* Task list
a. Answer these questions on the Jiminy Cricket serials list:
(i) What does Jiminy draw on a black board to present each hypothetical situation in the I'm No Fool series?
(ii) In which decades were the I'm No Fool and You series updated as stand-alone shorts?
(iii) Which short in the You and Your series aired on 4/18/57?
b. Pick up the Jiminy Cricket serials list after its last line and keep writing.
[Start of Excerpt]
This is a list of all five Jiminy Cricket educational serials that originally aired on The Mickey Mouse Club TV series. The serials feature Jiminy Cricket, Pinocchio's conscience, providing general education and science information in an entertaining and accessible manner. The serials also have a strong focus on the importance of books and learning on one's own. The I'm No Fool and You series were later updated in the 1980s and 1990s as stand-alone shorts, and were shown in schools and occasionally on the Disney Channel.

I'm No Fool series
Each short is less than 10 minutes in runtime and begins and ends with the theme song, "I'm No Fool", with the lyrics to the closing number reworked to include the lessons taught during the short. Jiminy presents each hypothetical situation by drawing chalk outlines of the primary participants (usually a stereotypical, Family Circus-esque American boy) on a black board. The drawings then come to life and get into various questionable situations, with Jiminy steering them in the right direction.

Filmography
I'm No Fool with a Bicycle (10/06/55)*
I'm No Fool with Fire (12/01/55)*
I’m No Fool as a Pedestrian (10/?/56)*
I'm No Fool in Water (11/15/56)*
I'm No Fool Having Fun (12/15/56)
I'm No Fool with Electricity (10/26/1973)*

(*) = Updated in the mid to late 1980s with additional live-action footage

You and Your series
Similarly to the I'm No Fool series above, Jiminy Cricket teaches children about the human body.

Filmography
You - the Human Animal (10/20/55)
You - and Your Five Senses (12/15/55)*
You - and Your Eyes (11/07/56)*
You - and Your Food (4/18/57)
[End of Excerpt]
[Start of Listing]
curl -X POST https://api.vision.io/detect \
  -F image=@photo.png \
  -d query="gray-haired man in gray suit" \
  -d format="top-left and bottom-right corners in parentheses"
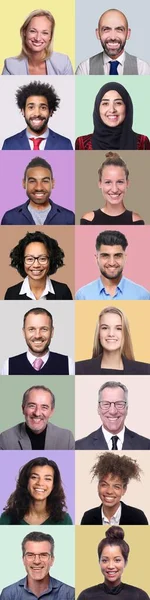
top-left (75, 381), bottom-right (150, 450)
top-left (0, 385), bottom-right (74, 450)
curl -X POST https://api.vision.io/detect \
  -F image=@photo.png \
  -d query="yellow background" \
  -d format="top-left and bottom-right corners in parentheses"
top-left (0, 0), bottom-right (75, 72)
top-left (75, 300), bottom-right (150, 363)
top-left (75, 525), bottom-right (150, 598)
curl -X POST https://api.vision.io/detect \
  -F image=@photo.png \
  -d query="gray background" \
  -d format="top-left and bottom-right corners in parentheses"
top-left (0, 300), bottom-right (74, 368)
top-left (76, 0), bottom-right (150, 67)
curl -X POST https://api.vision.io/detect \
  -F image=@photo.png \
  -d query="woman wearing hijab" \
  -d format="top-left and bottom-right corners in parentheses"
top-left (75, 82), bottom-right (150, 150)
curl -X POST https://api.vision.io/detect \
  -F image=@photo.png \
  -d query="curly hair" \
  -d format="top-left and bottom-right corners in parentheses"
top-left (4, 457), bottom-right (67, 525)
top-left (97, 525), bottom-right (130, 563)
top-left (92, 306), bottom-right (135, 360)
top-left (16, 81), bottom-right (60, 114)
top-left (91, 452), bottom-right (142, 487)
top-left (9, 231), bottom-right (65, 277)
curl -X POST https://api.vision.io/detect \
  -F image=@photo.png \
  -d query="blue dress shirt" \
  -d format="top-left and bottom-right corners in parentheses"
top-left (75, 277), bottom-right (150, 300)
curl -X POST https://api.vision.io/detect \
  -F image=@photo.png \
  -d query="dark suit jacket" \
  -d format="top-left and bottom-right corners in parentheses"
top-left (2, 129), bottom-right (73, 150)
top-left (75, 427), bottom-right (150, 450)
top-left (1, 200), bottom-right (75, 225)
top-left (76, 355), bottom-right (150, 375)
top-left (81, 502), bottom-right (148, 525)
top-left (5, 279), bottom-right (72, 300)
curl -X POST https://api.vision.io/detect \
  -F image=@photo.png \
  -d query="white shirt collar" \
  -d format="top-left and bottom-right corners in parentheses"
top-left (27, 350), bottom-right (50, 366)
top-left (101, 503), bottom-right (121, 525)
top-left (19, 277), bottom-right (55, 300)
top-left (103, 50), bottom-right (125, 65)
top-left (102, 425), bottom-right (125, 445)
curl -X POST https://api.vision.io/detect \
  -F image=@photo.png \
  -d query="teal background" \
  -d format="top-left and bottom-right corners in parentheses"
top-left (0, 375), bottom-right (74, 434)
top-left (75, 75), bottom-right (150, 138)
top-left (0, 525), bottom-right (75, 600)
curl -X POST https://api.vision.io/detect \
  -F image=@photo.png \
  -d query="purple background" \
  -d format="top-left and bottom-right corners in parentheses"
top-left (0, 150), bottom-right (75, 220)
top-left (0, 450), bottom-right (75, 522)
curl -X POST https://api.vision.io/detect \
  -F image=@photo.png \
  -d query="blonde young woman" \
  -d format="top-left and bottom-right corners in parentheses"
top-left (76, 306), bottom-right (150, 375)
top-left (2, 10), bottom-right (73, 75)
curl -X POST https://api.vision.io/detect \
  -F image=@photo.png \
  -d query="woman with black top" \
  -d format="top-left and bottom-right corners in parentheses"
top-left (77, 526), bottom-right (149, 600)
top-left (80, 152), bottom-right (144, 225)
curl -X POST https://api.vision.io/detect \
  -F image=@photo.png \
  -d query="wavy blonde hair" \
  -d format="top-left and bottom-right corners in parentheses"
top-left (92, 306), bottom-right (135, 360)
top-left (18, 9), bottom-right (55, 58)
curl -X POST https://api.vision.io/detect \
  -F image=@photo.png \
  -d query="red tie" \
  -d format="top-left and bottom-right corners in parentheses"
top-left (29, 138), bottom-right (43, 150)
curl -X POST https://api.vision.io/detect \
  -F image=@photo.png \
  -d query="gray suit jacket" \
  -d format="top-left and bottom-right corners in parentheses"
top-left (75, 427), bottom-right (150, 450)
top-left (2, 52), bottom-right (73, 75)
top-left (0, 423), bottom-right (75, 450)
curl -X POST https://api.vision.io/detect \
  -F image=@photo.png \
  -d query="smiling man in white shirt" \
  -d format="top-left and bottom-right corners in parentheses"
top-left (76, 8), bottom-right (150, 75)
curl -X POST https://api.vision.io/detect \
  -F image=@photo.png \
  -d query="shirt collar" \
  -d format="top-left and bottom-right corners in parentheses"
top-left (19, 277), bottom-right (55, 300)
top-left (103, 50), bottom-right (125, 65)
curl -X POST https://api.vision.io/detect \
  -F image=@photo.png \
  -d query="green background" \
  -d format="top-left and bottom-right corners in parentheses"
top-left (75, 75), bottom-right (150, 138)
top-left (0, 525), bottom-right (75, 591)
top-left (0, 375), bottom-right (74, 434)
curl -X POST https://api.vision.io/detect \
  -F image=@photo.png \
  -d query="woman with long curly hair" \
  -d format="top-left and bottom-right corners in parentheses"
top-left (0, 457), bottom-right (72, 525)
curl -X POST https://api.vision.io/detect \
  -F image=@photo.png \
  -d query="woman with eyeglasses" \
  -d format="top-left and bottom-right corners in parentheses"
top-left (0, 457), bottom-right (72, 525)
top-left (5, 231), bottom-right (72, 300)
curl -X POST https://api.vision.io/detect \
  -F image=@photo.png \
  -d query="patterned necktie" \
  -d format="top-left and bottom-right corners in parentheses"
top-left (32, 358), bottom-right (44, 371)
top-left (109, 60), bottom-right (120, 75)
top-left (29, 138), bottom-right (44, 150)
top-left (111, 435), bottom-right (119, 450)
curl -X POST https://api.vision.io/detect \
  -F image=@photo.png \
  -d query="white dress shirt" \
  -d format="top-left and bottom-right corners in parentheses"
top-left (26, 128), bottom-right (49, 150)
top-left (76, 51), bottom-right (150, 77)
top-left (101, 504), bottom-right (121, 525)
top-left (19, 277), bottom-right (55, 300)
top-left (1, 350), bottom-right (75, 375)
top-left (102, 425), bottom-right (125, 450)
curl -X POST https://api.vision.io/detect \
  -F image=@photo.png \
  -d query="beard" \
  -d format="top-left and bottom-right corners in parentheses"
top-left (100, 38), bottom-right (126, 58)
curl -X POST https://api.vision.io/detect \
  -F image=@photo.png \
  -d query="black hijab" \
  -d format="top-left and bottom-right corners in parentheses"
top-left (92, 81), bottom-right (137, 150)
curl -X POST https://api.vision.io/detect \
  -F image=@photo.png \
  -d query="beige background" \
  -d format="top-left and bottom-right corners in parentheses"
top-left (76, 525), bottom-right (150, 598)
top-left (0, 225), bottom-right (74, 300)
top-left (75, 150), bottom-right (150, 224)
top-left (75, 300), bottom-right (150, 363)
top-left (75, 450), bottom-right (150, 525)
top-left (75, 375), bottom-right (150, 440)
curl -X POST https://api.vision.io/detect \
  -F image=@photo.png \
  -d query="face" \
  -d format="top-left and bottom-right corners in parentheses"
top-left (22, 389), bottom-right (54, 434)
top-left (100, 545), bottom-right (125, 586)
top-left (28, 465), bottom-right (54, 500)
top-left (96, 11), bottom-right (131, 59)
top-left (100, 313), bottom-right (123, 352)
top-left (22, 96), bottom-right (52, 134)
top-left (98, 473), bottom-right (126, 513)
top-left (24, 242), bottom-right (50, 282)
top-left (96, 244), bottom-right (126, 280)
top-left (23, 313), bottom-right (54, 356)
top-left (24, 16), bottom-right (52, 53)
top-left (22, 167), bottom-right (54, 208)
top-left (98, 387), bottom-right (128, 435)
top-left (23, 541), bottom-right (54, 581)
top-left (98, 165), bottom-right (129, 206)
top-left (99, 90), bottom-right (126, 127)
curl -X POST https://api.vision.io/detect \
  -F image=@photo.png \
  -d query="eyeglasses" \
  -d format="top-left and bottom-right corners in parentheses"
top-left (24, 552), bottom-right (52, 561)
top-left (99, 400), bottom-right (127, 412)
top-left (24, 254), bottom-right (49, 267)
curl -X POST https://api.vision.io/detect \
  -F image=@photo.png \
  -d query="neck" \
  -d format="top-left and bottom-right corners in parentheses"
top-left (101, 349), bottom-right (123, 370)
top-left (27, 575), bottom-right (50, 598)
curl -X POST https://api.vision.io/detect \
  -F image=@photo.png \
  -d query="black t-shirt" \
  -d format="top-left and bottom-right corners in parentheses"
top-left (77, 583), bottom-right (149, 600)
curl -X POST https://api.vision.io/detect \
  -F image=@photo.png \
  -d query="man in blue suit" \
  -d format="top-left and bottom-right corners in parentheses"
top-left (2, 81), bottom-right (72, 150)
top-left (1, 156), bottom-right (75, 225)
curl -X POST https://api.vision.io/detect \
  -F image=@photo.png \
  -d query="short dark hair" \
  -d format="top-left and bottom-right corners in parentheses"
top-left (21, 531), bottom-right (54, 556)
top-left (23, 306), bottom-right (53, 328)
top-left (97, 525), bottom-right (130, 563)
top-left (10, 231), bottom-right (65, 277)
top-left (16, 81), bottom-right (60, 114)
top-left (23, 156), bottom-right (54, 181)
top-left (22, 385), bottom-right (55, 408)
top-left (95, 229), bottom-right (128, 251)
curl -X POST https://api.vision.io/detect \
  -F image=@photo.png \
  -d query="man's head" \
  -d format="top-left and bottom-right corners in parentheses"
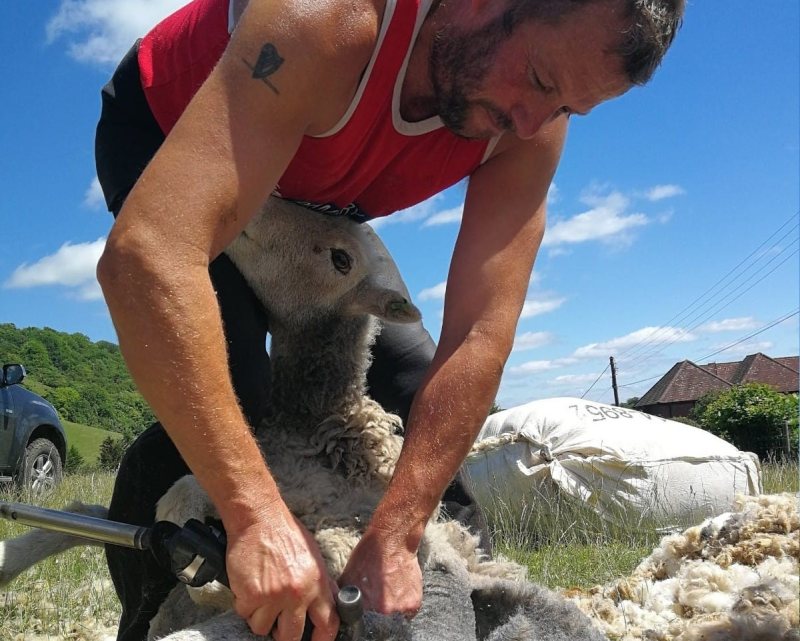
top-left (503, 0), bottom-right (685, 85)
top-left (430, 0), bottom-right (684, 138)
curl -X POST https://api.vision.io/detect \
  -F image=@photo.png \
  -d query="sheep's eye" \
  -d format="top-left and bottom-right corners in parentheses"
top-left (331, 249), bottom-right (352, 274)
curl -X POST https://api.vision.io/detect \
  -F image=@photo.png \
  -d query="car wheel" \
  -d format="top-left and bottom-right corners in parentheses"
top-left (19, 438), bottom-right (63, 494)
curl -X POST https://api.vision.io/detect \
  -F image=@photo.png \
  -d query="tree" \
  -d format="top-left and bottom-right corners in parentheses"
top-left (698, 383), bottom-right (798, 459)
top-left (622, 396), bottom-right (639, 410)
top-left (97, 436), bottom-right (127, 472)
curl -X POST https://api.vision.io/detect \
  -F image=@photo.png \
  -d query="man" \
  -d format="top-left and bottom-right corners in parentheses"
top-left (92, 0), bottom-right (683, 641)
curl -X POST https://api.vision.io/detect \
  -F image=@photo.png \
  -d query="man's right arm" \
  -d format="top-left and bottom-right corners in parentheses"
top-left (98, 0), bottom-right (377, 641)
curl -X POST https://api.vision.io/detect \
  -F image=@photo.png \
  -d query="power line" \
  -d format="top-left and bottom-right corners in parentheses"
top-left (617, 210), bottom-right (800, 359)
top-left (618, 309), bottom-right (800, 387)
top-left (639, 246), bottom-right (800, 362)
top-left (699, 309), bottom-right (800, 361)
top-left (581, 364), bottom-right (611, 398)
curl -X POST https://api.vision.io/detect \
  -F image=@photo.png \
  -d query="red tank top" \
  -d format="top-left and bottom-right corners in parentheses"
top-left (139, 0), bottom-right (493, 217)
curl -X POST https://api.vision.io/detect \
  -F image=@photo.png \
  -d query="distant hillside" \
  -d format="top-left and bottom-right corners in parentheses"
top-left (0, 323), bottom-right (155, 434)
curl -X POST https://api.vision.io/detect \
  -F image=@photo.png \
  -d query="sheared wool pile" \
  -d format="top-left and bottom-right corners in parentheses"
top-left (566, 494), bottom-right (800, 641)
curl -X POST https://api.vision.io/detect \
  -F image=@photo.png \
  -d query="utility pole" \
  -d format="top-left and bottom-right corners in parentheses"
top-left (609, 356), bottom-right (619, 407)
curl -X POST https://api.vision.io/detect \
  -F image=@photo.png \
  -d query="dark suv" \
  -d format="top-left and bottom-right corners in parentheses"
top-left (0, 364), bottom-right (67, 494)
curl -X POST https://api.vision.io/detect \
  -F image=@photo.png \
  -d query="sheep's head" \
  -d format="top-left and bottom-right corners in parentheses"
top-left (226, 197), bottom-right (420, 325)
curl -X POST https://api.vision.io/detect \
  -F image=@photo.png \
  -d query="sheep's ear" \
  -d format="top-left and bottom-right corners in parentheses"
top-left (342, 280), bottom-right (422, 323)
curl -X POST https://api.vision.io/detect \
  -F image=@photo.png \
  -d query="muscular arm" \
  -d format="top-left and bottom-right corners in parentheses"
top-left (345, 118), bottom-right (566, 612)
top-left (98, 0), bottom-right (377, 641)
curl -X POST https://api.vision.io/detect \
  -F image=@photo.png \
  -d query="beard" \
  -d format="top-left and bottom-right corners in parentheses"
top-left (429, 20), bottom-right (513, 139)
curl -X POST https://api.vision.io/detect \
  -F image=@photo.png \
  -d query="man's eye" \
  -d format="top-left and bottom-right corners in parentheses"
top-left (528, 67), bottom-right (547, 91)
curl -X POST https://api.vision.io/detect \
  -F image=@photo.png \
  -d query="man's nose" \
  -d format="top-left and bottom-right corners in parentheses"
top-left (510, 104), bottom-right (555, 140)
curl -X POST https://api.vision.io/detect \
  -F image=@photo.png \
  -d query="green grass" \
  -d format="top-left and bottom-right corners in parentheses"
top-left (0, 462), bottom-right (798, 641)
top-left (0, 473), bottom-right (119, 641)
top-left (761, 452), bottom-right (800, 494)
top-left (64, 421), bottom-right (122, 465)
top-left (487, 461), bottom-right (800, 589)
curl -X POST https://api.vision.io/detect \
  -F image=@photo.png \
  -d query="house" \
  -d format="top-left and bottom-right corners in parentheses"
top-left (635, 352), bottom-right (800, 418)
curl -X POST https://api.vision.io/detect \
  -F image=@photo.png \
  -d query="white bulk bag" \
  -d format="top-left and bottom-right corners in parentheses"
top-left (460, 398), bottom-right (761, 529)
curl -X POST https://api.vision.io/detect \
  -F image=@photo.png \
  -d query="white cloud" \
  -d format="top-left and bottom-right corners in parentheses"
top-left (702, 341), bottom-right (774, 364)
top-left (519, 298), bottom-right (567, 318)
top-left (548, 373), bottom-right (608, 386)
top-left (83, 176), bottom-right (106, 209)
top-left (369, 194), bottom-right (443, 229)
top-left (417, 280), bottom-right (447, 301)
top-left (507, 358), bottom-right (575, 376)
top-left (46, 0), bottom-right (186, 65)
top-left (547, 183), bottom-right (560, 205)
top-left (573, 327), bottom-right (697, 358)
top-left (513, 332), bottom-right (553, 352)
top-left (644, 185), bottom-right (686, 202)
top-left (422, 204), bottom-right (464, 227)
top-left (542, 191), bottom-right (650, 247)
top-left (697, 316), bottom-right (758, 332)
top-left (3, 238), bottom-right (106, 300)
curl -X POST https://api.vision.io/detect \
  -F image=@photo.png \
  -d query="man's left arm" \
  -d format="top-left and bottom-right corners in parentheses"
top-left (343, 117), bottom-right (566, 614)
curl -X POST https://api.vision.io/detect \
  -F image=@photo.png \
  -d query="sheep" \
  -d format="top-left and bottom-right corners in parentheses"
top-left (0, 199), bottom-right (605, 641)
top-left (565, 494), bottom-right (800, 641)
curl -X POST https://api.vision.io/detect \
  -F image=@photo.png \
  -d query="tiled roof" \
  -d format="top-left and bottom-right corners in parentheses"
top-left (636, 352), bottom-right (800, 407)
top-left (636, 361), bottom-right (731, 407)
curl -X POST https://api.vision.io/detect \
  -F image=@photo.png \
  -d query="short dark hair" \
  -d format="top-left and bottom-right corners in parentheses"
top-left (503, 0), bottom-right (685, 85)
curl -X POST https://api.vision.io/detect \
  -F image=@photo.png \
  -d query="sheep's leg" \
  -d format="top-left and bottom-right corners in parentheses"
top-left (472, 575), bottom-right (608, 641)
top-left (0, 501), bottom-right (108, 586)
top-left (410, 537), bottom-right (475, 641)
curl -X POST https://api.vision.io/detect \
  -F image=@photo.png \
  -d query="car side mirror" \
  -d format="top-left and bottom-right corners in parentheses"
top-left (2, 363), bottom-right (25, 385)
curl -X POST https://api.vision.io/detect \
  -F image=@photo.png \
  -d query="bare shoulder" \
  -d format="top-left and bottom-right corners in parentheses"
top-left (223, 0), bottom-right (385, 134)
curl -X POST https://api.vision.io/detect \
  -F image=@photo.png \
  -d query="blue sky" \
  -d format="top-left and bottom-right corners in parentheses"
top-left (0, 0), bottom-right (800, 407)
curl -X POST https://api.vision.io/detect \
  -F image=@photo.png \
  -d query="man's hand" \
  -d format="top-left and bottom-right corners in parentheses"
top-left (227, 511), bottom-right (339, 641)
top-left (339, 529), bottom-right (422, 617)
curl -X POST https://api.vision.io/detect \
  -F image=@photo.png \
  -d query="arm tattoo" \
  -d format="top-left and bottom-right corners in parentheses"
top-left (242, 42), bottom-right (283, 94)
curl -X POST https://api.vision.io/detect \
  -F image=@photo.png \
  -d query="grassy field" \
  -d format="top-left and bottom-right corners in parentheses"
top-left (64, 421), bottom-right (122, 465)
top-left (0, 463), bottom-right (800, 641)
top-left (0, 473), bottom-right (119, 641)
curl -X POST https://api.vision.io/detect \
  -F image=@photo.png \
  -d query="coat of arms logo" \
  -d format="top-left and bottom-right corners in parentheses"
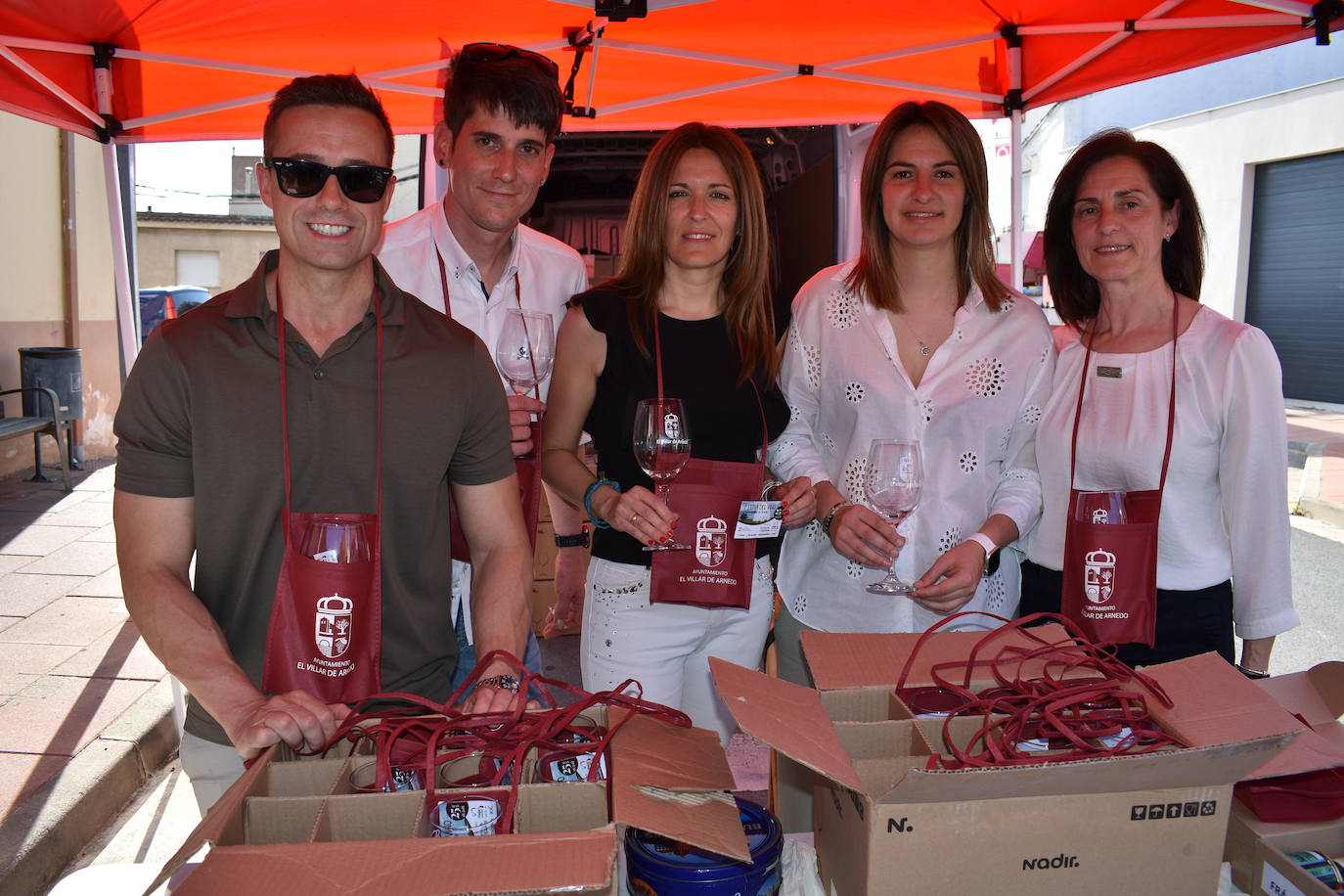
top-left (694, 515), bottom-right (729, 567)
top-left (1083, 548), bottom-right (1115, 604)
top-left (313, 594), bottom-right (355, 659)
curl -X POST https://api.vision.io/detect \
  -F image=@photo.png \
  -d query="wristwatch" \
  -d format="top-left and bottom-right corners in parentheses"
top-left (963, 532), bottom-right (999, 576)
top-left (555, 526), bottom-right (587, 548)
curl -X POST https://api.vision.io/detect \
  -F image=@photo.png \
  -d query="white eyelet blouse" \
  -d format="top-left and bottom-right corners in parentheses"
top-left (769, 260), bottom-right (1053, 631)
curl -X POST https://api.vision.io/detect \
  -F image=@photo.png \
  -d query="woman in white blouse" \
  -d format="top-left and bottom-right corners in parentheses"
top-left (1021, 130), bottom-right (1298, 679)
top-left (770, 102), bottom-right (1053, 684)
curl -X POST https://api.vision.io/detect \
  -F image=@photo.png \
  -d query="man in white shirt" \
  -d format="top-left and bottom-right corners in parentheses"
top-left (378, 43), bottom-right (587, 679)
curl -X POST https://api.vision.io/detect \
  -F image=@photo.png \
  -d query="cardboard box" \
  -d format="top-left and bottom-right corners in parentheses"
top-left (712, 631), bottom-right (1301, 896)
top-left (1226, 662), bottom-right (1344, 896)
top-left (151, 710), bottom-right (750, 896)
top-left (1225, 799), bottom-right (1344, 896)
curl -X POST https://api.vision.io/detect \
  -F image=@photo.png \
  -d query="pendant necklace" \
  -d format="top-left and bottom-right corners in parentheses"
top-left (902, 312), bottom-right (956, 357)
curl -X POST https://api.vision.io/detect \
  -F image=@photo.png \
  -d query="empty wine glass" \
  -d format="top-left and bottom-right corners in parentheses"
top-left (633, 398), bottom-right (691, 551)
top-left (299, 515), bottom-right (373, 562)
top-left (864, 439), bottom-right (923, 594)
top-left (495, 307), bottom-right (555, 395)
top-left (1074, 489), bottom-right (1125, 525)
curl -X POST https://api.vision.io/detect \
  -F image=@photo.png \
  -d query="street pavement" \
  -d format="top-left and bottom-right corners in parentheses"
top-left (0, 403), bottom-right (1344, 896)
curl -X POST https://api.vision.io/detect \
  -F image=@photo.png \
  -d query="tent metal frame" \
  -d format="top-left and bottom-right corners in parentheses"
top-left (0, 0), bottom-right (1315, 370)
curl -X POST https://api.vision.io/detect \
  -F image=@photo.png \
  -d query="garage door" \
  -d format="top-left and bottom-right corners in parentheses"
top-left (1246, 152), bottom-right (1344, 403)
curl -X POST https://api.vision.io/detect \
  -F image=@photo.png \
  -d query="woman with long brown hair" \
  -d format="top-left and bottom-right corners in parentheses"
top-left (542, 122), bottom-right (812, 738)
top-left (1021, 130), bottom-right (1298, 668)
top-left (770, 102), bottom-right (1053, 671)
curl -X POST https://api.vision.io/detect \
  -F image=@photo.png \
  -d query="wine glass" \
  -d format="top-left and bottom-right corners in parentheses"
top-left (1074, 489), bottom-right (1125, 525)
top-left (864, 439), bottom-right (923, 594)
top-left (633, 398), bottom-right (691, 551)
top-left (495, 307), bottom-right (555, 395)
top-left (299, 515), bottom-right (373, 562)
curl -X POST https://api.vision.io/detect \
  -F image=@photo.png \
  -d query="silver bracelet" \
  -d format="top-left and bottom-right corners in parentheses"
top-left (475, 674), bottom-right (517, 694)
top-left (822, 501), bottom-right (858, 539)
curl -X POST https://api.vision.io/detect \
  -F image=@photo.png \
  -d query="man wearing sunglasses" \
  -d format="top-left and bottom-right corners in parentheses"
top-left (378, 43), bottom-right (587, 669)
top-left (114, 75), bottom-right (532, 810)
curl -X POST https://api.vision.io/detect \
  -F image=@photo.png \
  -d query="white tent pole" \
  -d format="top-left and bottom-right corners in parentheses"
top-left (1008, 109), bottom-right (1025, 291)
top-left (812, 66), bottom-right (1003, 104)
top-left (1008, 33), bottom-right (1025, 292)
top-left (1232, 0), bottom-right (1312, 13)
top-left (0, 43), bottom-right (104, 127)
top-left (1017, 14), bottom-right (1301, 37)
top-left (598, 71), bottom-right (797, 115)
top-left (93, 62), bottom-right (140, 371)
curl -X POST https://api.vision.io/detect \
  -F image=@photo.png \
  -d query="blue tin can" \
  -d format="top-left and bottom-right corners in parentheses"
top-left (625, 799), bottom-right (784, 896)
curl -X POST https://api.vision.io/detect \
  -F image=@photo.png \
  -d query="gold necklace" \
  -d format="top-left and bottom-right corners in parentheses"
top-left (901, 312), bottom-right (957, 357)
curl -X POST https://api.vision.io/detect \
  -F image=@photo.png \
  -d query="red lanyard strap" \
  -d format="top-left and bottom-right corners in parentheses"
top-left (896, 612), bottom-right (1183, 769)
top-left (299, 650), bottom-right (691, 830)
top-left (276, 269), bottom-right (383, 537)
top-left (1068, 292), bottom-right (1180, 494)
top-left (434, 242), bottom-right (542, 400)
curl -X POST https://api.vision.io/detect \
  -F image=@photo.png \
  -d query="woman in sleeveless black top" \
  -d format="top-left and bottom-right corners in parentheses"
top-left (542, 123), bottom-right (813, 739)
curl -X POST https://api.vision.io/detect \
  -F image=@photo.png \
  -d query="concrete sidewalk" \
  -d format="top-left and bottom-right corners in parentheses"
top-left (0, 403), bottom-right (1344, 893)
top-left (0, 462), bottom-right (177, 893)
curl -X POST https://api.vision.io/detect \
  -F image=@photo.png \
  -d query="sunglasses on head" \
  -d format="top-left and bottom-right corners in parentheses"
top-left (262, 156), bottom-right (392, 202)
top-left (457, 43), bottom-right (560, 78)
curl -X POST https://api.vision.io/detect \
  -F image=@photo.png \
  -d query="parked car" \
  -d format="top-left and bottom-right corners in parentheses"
[End of Listing]
* Responses to the tasks
a.
(i) Chalk outlines of the primary participants.
(ii) The 1980s and 1990s.
(iii) You - and Your Food.

b.
You - the Living Machine (5/01/57)
You - and Your Ears (10/03/57)
You - and Your Sense of Touch (1964)*
You - and Your Senses of Smell and Taste (4/01/77)
(*) = Updated in the mid through late 1980s with additional live-action footage

Nature of Things series
Jiminy Cricket teaches children about the animals of nature, in a similar manner to the I'm No Fool series. This series also had live-action footage lifted from True-Life Adventures, this series was also known as Animal Autobiography, generally these had only intro sequence featuring Jiminy Cricket, the rest was live-action of real Animals.

Filmography
Animal Champions (10/13/55)
Cansdale (10/27/55)	
The Camel (1/26/56)
The Horse (10/23/1956)
The Elephant (11/01/56)

Encyclopedia series
Jiminy Cricket teaches children how to spell, also in a similar manner to the I'm No Fool series. The series had a catchy theme song from which many children learned to spell "encyclopedia", most likely inspired by Paul Whiteman's novelty hit, "C-O-N-S-T-A-N-T-I-N-O-P-L-E" (both songs even had the same tempo and meter).

Filmography
Cork and Wheelwright (11/01/56)
Milk (11/26/56)
Tuna (12/27/56)
Railroads (2/19/57)
Steel (4/26/57)
Curiosity (1956)

The following Mickey Mouse Club Newsreel Specials were aired under the Encyclopedia banner but didn't feature Jiminy Cricket.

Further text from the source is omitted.